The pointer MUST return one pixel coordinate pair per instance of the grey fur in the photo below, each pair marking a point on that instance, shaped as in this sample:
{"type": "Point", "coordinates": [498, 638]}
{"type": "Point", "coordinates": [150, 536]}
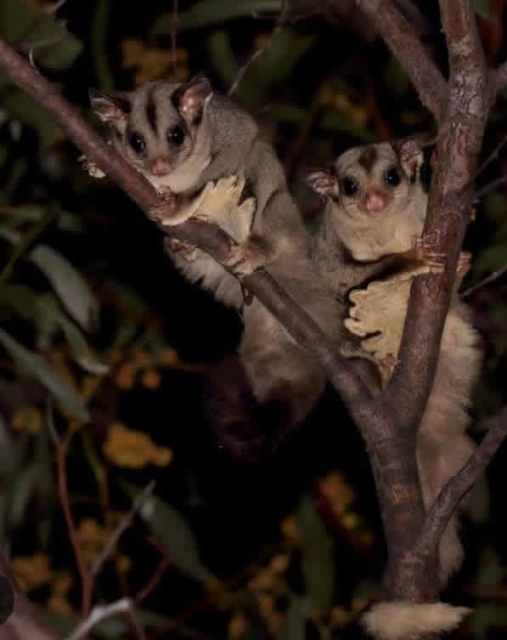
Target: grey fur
{"type": "Point", "coordinates": [353, 246]}
{"type": "Point", "coordinates": [223, 140]}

* * * * *

* EXERCISE GOAL: Without including any pictures, print each record exactly.

* SOLUTION FOR THIS EXERCISE:
The pointer MUST return one pixel coordinate pair per instance of the grey fur in the photo below, each pair marking a point on that instance, shaped as in this sample:
{"type": "Point", "coordinates": [498, 638]}
{"type": "Point", "coordinates": [150, 536]}
Target: grey fur
{"type": "Point", "coordinates": [353, 246]}
{"type": "Point", "coordinates": [223, 140]}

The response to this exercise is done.